Items listed in a dataset:
⁂
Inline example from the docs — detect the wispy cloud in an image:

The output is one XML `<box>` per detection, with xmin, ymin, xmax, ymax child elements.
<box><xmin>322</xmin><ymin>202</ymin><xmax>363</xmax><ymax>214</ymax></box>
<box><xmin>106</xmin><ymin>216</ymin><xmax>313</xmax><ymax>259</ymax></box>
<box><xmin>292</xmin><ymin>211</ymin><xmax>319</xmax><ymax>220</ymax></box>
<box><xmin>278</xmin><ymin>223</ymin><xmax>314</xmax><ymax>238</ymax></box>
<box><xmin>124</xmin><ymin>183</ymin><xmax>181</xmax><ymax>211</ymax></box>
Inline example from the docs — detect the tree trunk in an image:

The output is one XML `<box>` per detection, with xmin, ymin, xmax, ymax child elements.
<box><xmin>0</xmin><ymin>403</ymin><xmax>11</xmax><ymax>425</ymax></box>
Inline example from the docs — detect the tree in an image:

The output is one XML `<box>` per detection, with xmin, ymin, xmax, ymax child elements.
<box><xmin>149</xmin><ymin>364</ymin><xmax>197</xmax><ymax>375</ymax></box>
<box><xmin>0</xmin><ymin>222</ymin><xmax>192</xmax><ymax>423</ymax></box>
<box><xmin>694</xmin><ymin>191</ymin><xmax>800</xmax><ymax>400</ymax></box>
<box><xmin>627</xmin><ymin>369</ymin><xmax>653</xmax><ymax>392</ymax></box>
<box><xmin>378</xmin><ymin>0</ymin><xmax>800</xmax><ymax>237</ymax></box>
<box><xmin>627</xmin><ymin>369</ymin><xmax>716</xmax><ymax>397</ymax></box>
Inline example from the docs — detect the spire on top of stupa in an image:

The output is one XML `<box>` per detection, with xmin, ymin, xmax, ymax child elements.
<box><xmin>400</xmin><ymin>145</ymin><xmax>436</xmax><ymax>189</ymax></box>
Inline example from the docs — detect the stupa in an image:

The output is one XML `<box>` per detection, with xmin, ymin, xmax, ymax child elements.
⁂
Problem to work on: Reproduce all of the data above line for line, leaving every character unchanged.

Finished answer:
Inline example from the docs — detect the wispy cloud in an image:

The output is one XML `<box>` per detection, with xmin, ymin, xmax, ymax child elements.
<box><xmin>322</xmin><ymin>202</ymin><xmax>363</xmax><ymax>214</ymax></box>
<box><xmin>106</xmin><ymin>216</ymin><xmax>313</xmax><ymax>259</ymax></box>
<box><xmin>292</xmin><ymin>211</ymin><xmax>319</xmax><ymax>220</ymax></box>
<box><xmin>278</xmin><ymin>223</ymin><xmax>314</xmax><ymax>238</ymax></box>
<box><xmin>124</xmin><ymin>183</ymin><xmax>181</xmax><ymax>211</ymax></box>
Inline example from the docs — detect the tree trunk in an image:

The output is one XML `<box>` per detection, with xmin, ymin, xmax, ymax child elements.
<box><xmin>0</xmin><ymin>403</ymin><xmax>11</xmax><ymax>425</ymax></box>
Inline example from the docs — detect the tree in an image:

The output is one XML `<box>` per detection, with xmin, ymin, xmax, ymax child elements.
<box><xmin>149</xmin><ymin>364</ymin><xmax>197</xmax><ymax>375</ymax></box>
<box><xmin>0</xmin><ymin>222</ymin><xmax>192</xmax><ymax>423</ymax></box>
<box><xmin>694</xmin><ymin>191</ymin><xmax>800</xmax><ymax>400</ymax></box>
<box><xmin>627</xmin><ymin>369</ymin><xmax>653</xmax><ymax>392</ymax></box>
<box><xmin>378</xmin><ymin>0</ymin><xmax>800</xmax><ymax>237</ymax></box>
<box><xmin>627</xmin><ymin>369</ymin><xmax>716</xmax><ymax>397</ymax></box>
Inline example from the docs — detect the spire on top of stupa in an image:

The output is one XML `<box>` per detection, with xmin, ymin, xmax, ymax child elements.
<box><xmin>400</xmin><ymin>145</ymin><xmax>436</xmax><ymax>189</ymax></box>
Inline example from the docs — detect the stupa in an image:

The output is one XML `<box>` per detection, with xmin, ymin, xmax, ymax child elements.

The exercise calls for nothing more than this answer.